# Document segment
┄┄┄┄┄┄

The script chunks the documents and calls an embedding model to produce the document embeddings. It then stores the embeddings in an OpenSearch vector database for retrieval by our application. Clario uses an Amazon Titan Text Embeddings model offered by Amazon Bedrock. Each chunk is called to produce an embedding.
Amazon OpenSearch Serverlessis used as the durable vector store. Document chunk embeddings are stored in an OpenSearch vector index, which enables the application to search for the most semantically relevant documents. Clario also stores attributes for the source document and associated trial to allow for a richer search experience.
A custom build user interface is the primary access point for users to access the system, initiate generation jobs, and interact with a chat UI. The UI is integrated with the workflow engine that manages the orchestration process.
The workflow engine calls the Amazon Bedrock API and orchestrates the business requirement specification document generation process. The engine:
- Uses a global specification that stores the prompts to be used as input when calling the large language model.
- Queries OpenSearch for the relevant Imaging charter.
- Loops through every business requirement.
- Calls the Claude 3.7 Sonnet large language model from Amazon Bedrock to generate responses.
Outputs the business requirement specification document to the user interface, where a business requirement writer can review the answers to produce a final document. Clario uses Claude 3.7 Sonnet from Amazon Bedrock for the question-answering and the conversational AI application.
The final documents are written to Amazon S3 to be consumed and published by additional document workflows that will be built in the future.
An as-needed AI chat agent to allow document-based discovery and enable users to converse with one or more documents.

Benefits and results

By using AWS AI services, Clario has streamlined the complicated BRS generation process significantly. The prototype solution demonstrated the following benefits:

Improved accuracy: The use of generative AI models minimized the risk of translation errors and inconsistencies, reducing the need for rework and study delays.
Scalability and flexibility: The serverless architecture provided by AWS services allows the solution to scale seamlessly as demand increases, while the modular design enables straightforward integration with other Clario systems.
Security: Clario’s data security strategy revolves around confining all its information within the secure AWS ecosystem using the security features of Amazon Bedrock. By keeping data isolated within the AWS infrastructure, Clario helps ensure protection against external threats and unauthorized access. This approach enables Clario to meet compliance requirements and provide clients with confidence in the confidentiality and integrity of their sensitive data.

┄┄┄┄┄┄

# Given records
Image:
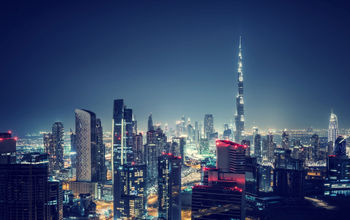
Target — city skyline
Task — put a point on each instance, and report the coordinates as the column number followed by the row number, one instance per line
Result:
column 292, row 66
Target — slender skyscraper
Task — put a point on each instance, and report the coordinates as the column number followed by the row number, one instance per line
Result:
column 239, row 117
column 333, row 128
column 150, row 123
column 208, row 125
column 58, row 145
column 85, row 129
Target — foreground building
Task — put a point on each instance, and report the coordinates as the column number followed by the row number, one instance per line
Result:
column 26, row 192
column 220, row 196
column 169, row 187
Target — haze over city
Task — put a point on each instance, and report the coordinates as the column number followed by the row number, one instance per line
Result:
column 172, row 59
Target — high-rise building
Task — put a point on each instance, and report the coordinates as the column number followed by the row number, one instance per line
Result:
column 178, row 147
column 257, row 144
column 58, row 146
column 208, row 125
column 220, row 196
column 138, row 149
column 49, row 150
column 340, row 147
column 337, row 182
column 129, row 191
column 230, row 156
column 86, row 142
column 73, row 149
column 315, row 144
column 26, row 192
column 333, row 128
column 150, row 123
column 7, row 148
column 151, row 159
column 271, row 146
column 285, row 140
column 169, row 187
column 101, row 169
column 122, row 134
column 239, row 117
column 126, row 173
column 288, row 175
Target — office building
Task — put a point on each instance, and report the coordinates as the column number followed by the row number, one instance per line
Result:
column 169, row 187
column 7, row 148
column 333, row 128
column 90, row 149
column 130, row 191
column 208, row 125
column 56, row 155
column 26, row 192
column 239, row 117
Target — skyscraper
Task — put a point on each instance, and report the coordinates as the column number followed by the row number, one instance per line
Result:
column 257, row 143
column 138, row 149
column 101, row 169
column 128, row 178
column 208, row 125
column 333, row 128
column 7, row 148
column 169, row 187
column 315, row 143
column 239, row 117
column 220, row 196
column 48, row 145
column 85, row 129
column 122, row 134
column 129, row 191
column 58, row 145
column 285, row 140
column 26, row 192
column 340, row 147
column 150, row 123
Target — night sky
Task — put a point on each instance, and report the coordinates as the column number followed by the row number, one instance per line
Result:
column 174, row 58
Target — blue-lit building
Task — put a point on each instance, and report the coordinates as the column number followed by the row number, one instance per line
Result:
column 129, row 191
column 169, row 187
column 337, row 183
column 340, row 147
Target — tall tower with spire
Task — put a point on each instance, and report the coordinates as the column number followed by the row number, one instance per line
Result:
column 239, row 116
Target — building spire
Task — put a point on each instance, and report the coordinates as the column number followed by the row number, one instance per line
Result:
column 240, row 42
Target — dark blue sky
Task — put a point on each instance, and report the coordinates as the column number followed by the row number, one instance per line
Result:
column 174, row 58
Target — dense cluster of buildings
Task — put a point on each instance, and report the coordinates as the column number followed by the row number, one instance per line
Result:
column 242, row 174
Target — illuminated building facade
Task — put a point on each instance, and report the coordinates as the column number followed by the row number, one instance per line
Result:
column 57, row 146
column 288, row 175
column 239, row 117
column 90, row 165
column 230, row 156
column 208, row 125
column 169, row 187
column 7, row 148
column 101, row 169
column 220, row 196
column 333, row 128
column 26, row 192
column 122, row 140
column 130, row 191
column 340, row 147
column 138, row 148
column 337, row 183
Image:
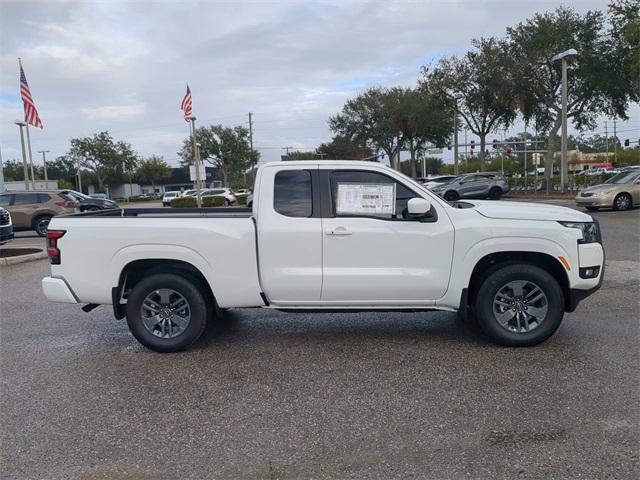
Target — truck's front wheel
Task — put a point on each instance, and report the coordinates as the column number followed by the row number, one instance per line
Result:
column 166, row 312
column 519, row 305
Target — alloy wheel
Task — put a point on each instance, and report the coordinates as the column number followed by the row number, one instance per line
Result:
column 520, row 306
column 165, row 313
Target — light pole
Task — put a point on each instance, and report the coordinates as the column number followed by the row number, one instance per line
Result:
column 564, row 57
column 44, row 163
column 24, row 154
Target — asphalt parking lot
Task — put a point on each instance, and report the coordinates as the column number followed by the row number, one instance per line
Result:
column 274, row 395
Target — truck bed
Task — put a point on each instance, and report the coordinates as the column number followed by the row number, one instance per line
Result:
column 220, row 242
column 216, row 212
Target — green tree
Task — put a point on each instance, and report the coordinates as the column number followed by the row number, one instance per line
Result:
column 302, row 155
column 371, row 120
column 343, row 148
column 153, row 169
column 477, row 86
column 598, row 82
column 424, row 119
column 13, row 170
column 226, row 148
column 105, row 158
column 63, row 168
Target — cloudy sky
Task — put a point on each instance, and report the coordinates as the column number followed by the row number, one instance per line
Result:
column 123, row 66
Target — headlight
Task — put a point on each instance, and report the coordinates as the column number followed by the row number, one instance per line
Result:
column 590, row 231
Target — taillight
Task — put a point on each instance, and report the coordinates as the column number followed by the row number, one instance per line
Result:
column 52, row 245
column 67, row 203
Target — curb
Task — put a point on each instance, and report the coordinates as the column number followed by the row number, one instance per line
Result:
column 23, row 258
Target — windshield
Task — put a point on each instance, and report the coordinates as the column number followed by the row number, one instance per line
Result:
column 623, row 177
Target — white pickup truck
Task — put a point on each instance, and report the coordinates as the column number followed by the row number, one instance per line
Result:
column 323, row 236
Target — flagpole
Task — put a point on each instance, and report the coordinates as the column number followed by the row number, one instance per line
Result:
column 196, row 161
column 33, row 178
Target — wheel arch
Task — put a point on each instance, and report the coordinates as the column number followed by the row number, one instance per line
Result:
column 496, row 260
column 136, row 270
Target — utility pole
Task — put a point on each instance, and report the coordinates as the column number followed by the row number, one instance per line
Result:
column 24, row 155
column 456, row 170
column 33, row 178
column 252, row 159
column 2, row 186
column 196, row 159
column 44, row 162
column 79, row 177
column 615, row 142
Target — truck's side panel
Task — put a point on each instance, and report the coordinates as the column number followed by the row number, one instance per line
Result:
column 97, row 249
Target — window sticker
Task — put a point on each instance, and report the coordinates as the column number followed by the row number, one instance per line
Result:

┄┄┄┄┄┄

# Task to carry out
Repeat the passage on Clario's document generation system word for word, everything from "Amazon OpenSearch Serverlessis" down to "richer search experience.". Rely on the text by itself and nothing else.

# Exercise result
Amazon OpenSearch Serverlessis used as the durable vector store. Document chunk embeddings are stored in an OpenSearch vector index, which enables the application to search for the most semantically relevant documents. Clario also stores attributes for the source document and associated trial to allow for a richer search experience.